Stated task
Quote verbatim the part of the material below that opens with the line containing "pin on the sky" and closes with the line containing "point(455, 272)", both of those lines included.

Data listing
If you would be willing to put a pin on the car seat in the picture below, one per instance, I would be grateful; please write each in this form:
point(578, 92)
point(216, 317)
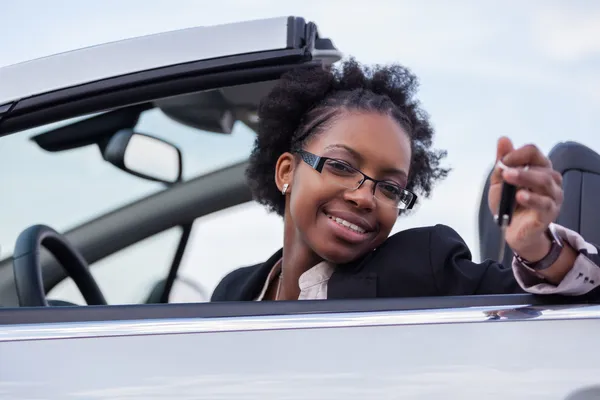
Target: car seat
point(580, 168)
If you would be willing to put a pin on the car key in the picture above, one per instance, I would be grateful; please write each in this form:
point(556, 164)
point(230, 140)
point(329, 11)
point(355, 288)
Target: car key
point(505, 210)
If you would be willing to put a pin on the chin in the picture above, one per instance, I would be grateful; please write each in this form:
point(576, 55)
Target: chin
point(340, 254)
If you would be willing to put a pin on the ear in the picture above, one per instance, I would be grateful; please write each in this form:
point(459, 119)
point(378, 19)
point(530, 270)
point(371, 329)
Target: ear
point(284, 171)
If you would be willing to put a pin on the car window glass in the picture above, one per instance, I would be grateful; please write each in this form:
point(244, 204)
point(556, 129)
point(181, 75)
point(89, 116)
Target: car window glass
point(67, 188)
point(127, 276)
point(229, 239)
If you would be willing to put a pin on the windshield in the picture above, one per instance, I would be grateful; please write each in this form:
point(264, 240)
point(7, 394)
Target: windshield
point(66, 188)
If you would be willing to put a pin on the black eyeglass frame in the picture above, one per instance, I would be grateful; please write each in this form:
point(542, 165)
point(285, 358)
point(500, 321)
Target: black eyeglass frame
point(318, 162)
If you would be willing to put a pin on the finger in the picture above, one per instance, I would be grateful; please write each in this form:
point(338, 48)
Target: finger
point(527, 155)
point(539, 180)
point(503, 147)
point(541, 203)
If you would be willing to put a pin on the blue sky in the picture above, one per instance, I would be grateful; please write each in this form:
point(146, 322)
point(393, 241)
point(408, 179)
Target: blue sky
point(528, 70)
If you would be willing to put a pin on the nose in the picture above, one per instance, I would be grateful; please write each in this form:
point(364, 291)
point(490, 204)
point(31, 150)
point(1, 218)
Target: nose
point(363, 196)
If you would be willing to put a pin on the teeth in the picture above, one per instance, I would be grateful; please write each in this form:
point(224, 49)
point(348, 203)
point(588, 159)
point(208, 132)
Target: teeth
point(347, 224)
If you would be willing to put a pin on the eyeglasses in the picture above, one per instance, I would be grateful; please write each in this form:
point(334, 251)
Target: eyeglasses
point(341, 173)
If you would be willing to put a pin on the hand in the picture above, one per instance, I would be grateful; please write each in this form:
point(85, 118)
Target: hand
point(538, 201)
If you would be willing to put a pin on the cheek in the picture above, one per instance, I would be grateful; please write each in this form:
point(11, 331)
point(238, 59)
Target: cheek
point(387, 218)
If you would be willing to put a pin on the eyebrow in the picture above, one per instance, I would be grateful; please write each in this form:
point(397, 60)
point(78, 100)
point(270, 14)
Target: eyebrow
point(357, 155)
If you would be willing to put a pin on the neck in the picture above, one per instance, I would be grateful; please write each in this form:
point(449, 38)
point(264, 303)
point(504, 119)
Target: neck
point(297, 259)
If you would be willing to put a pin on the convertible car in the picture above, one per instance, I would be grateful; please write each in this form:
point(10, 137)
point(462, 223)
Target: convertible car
point(138, 148)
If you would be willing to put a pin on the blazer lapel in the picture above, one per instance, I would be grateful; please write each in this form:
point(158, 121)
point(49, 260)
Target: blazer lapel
point(257, 278)
point(353, 281)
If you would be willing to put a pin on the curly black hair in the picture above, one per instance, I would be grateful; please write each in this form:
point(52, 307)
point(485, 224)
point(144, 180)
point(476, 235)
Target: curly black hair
point(306, 100)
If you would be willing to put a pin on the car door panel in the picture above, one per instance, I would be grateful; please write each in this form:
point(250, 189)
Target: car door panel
point(456, 353)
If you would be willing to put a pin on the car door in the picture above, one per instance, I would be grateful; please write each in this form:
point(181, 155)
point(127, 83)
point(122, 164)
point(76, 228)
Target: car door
point(516, 346)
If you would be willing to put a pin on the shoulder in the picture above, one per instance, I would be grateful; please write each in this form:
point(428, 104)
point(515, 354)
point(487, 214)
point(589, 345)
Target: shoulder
point(429, 245)
point(438, 235)
point(231, 285)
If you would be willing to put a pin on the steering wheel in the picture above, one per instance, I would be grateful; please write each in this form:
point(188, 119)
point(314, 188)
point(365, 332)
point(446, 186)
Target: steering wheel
point(28, 269)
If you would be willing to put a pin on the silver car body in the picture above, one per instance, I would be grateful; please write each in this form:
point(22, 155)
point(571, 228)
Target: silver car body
point(496, 347)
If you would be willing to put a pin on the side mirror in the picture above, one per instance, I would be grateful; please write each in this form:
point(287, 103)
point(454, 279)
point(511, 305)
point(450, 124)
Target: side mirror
point(144, 156)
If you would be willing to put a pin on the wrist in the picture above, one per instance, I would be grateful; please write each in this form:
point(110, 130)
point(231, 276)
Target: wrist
point(536, 250)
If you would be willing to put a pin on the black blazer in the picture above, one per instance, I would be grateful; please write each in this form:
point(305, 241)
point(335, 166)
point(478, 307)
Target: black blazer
point(429, 261)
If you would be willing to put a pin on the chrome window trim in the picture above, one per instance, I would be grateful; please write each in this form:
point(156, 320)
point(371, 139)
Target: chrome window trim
point(76, 330)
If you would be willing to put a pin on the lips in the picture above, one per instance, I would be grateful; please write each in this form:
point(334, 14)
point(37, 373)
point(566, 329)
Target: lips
point(351, 220)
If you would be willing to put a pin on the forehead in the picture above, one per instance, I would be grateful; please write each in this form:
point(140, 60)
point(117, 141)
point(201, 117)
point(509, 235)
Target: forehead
point(377, 138)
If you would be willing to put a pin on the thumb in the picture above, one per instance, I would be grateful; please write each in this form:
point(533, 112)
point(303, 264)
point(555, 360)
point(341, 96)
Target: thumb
point(504, 147)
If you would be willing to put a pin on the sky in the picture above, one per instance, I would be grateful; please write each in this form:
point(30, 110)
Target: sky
point(527, 70)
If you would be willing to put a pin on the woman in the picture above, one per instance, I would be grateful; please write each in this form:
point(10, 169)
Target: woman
point(340, 153)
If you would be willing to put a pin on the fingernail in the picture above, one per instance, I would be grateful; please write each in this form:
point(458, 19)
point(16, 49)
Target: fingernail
point(511, 173)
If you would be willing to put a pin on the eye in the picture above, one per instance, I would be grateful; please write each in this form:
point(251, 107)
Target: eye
point(339, 167)
point(391, 190)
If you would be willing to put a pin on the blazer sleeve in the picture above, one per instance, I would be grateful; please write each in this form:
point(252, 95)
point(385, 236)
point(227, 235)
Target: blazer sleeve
point(455, 272)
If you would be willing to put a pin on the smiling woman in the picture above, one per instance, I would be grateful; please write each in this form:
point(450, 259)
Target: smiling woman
point(351, 149)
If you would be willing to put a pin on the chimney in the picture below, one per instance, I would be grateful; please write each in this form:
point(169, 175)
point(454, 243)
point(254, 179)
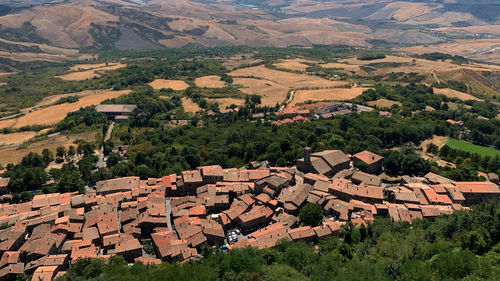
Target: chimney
point(307, 154)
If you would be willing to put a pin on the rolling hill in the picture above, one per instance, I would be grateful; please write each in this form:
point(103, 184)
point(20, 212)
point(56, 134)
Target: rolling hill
point(60, 30)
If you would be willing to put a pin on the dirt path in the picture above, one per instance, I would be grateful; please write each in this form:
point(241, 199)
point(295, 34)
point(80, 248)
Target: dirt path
point(435, 76)
point(101, 163)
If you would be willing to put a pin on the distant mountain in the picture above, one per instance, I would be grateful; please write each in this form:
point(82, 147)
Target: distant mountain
point(88, 25)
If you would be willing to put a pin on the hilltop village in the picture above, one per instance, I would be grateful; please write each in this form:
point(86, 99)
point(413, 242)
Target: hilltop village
point(176, 217)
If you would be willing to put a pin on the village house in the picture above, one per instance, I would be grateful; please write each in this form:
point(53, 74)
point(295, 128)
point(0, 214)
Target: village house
point(328, 162)
point(180, 214)
point(374, 161)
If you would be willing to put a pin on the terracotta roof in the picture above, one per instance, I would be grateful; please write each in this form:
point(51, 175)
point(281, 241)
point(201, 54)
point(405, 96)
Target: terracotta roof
point(368, 157)
point(147, 261)
point(117, 185)
point(305, 232)
point(45, 273)
point(332, 157)
point(478, 187)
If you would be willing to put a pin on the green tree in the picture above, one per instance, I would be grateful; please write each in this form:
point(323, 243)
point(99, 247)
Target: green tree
point(60, 152)
point(47, 157)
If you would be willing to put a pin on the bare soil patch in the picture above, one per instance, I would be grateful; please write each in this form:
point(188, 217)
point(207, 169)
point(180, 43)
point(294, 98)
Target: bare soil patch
point(176, 85)
point(225, 102)
point(189, 105)
point(455, 94)
point(15, 138)
point(437, 140)
point(14, 155)
point(270, 92)
point(80, 67)
point(286, 79)
point(348, 67)
point(210, 81)
point(89, 74)
point(54, 98)
point(332, 94)
point(479, 49)
point(53, 114)
point(383, 103)
point(293, 64)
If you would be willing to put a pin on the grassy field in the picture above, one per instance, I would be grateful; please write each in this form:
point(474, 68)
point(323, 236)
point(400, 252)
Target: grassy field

In response
If you would be willing to put a pin on the sky in the picture above, one per instance, I would be grateful; please write each in this form:
point(30, 110)
Target: sky
point(527, 70)
If you would be willing to put a pin on the woman in the picture above, one per instance, I would be grateful; please write each in this form:
point(10, 169)
Target: woman
point(340, 153)
If you would be willing to put a pin on the fingernail in the picture above, one per instance, I would be grateful; please write each in this form:
point(458, 19)
point(16, 49)
Target: fingernail
point(511, 173)
If you would be willing to put a pin on the eye in the picture above, one per instance, I would be grateful; please write each in this form:
point(251, 107)
Target: eye
point(339, 167)
point(391, 190)
If you would be willing to put a pin on the blazer sleeve in the picture above, one per instance, I would be grateful; please write each in this form:
point(252, 95)
point(385, 236)
point(227, 235)
Target: blazer sleeve
point(455, 272)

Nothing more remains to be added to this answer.